Can you write out the records again from the line with "Flag the orange knit hat in this screenshot." to the line with "Flag the woman", both included, keeping every request line and shifting each bounding-box coordinate by -94, with no other lines?

(Box-labeled dataset extracts)
┄┄┄┄┄┄┄┄┄┄

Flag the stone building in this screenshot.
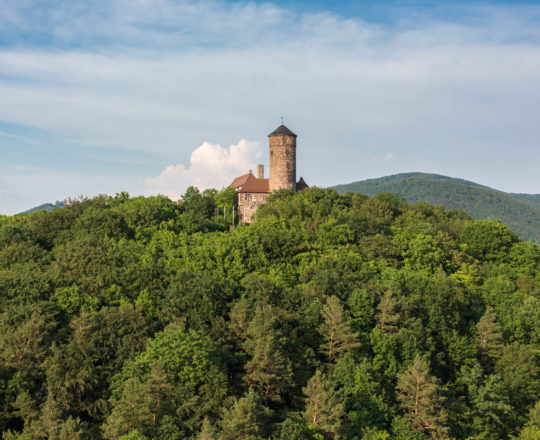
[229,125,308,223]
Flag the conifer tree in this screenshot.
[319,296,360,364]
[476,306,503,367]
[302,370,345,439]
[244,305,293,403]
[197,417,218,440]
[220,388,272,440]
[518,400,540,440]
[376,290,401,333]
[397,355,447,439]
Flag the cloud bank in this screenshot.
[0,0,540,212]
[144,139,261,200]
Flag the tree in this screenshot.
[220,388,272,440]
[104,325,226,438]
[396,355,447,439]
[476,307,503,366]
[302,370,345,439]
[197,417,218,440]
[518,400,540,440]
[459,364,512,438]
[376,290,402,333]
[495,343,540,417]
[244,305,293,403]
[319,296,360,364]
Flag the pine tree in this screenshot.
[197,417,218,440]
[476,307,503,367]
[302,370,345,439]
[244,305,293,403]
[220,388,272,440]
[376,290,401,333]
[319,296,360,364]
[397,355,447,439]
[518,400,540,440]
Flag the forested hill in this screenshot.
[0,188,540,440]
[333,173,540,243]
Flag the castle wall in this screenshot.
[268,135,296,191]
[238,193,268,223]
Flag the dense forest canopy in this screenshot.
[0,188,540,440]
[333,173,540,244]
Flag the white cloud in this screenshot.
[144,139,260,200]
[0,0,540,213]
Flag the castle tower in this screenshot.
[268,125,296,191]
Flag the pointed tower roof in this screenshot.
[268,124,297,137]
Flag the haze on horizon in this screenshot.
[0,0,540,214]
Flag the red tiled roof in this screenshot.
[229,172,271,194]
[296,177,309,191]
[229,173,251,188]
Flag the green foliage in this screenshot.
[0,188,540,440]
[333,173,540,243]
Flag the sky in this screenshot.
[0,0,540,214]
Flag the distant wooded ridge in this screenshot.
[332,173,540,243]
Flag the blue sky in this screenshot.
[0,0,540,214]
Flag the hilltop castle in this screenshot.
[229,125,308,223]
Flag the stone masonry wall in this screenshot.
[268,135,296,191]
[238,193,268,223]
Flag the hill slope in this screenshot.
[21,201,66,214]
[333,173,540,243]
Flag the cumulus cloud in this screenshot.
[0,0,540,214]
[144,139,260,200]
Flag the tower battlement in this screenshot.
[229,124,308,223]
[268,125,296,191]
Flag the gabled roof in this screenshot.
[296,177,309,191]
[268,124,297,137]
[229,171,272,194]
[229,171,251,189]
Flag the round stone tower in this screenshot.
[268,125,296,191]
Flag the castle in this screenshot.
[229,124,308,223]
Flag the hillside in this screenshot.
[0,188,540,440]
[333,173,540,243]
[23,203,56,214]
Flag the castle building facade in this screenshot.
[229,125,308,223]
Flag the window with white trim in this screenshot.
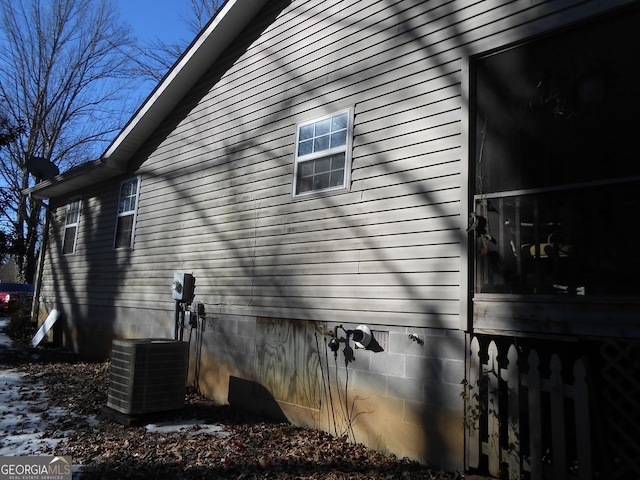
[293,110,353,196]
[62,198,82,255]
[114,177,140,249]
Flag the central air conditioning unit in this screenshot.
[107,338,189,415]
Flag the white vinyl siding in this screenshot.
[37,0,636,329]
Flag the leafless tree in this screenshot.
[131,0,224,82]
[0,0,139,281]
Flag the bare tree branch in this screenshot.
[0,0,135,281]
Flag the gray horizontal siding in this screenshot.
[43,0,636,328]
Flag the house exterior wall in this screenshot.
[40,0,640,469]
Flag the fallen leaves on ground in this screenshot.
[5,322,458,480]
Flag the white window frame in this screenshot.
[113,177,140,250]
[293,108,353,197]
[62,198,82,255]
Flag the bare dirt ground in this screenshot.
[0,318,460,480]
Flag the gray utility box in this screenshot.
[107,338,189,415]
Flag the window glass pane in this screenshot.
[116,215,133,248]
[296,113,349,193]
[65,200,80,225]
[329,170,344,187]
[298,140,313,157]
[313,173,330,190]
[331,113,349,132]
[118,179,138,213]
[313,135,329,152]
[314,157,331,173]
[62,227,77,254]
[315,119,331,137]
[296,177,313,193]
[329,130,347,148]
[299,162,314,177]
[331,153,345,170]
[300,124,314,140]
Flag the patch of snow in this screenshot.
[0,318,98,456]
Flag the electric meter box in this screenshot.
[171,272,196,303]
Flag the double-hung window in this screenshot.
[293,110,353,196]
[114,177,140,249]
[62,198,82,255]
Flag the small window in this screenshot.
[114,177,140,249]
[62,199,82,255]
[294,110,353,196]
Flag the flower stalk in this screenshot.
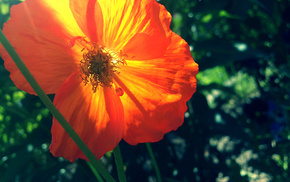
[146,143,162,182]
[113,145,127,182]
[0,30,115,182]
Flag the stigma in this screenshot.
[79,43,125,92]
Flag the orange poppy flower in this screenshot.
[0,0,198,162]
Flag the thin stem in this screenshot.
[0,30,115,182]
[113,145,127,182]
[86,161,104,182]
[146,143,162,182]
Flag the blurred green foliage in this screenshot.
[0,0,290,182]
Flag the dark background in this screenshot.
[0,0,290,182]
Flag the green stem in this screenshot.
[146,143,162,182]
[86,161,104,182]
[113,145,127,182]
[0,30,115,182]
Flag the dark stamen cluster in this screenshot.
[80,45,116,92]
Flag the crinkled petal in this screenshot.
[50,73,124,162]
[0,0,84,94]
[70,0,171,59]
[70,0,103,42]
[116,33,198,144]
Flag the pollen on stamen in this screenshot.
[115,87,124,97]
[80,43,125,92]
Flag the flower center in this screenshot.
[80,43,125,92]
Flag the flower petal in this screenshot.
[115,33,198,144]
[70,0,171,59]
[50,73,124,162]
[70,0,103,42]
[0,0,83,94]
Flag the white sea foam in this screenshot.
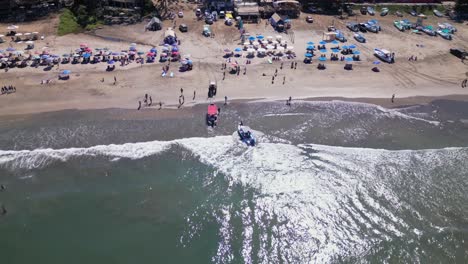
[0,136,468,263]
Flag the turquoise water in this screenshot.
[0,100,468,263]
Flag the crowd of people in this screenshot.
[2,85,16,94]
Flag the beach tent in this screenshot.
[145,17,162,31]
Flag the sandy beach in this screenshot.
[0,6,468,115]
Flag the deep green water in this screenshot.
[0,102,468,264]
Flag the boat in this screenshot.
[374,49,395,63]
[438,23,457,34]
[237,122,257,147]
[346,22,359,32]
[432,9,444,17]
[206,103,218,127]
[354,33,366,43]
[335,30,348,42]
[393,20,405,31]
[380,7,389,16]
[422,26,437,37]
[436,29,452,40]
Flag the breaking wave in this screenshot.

┄┄┄┄┄┄┄┄┄┄

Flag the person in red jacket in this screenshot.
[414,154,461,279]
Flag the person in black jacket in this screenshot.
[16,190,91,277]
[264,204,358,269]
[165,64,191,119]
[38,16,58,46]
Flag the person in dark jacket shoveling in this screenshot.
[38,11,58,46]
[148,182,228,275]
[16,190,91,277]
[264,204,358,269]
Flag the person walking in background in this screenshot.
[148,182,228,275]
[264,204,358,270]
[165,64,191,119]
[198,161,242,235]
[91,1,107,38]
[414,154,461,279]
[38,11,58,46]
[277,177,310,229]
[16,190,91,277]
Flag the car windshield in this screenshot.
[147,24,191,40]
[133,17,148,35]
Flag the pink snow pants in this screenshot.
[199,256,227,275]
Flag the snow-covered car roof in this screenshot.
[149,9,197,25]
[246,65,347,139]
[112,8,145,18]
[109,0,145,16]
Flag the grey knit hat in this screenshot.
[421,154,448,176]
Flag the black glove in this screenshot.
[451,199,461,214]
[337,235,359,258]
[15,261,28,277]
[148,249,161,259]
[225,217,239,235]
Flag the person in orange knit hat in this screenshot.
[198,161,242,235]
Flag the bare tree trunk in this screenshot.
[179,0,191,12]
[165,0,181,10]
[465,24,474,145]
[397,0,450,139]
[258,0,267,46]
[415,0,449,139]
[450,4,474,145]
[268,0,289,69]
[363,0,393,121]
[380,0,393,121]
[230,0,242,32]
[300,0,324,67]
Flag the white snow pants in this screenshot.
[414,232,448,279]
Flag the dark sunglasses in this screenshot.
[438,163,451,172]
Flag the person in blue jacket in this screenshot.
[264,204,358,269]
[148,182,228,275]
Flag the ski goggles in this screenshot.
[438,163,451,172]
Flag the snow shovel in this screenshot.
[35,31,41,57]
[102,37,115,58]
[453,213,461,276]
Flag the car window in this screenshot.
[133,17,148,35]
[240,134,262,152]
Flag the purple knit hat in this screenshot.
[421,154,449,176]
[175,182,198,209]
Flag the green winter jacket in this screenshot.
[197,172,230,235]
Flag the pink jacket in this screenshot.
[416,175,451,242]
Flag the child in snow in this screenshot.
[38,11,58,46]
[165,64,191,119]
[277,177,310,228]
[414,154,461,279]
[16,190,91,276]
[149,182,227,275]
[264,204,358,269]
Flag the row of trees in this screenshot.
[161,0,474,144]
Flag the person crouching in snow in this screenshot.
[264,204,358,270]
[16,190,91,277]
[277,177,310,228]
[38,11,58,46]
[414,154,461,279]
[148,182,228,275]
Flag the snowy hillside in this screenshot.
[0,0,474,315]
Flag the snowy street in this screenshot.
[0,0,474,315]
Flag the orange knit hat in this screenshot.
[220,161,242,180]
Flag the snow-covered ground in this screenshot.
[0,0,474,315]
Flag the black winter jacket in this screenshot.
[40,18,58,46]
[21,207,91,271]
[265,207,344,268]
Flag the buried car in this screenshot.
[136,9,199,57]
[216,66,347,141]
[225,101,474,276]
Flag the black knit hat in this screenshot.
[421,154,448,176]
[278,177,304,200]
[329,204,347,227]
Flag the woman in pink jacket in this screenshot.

┄┄┄┄┄┄┄┄┄┄

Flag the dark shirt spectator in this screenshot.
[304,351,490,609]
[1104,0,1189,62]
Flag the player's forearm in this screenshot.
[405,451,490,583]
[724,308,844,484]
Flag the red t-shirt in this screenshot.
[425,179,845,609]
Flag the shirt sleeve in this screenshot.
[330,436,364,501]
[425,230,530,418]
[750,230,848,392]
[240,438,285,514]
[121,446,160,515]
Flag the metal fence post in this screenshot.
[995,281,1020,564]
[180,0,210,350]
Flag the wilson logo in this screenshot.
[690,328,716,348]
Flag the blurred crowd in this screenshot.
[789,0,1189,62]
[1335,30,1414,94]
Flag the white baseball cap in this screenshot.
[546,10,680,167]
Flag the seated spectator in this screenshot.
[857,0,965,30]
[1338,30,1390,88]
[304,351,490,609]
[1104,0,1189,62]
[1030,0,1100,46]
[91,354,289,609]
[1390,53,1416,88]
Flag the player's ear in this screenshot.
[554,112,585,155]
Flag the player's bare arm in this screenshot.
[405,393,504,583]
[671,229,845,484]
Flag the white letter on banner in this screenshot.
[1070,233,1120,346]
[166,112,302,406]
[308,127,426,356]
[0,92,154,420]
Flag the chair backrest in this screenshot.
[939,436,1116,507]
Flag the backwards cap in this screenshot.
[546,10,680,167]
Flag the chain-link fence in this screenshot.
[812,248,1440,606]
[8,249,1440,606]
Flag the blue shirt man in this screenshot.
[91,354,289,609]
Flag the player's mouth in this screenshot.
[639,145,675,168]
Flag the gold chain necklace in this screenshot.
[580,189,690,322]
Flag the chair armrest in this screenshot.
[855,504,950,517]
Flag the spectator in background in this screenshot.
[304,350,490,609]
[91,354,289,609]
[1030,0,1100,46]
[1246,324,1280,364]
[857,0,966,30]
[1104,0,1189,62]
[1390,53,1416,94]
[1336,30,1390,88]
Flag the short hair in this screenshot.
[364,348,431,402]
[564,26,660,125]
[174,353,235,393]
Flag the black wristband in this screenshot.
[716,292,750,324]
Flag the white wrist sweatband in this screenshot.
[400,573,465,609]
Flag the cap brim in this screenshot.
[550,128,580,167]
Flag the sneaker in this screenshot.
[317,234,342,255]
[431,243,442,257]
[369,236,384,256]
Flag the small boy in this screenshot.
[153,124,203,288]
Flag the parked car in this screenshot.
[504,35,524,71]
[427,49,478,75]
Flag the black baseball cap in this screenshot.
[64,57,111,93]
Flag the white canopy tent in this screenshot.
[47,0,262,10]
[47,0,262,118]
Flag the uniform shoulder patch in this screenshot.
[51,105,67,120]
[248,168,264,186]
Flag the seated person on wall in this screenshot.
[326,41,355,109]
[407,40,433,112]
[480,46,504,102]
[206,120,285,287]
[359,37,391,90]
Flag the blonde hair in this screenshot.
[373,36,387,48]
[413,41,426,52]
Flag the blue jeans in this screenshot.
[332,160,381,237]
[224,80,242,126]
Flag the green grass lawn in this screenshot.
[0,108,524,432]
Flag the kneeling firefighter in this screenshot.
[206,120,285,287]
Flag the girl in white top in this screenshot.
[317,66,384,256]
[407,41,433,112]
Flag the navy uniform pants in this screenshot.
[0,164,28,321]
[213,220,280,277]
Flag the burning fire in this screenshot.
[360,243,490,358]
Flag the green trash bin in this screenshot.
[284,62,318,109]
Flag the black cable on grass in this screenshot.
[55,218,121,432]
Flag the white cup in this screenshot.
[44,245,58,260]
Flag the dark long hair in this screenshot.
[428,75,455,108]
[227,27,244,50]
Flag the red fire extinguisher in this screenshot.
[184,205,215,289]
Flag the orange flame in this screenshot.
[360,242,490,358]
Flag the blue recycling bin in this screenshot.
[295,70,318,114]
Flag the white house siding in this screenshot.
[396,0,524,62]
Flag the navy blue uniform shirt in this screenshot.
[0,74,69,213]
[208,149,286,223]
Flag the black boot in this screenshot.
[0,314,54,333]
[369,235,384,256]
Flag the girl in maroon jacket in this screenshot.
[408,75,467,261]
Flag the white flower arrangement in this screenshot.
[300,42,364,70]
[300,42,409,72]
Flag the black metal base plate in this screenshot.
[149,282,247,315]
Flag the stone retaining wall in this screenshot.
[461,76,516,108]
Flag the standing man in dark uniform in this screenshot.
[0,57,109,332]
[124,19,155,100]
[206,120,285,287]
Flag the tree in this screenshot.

┄┄┄┄┄┄┄┄┄┄

Result of the exercise
Flag the orange knit hat in this screenshot.
[126,67,148,86]
Flag the snow-covered ground in this screenshot.
[-94,-94,380,221]
Flag the black winter jacket in this screenshot.
[-54,-76,-36,-48]
[-73,113,-3,177]
[171,113,250,174]
Flag the buried car in this screenshot.
[42,-85,105,-37]
[122,-28,253,47]
[131,7,380,182]
Flag the black knit hat in this screenshot.
[327,60,354,82]
[184,83,210,106]
[235,110,253,133]
Flag the woman in pink jacket in this screenshot.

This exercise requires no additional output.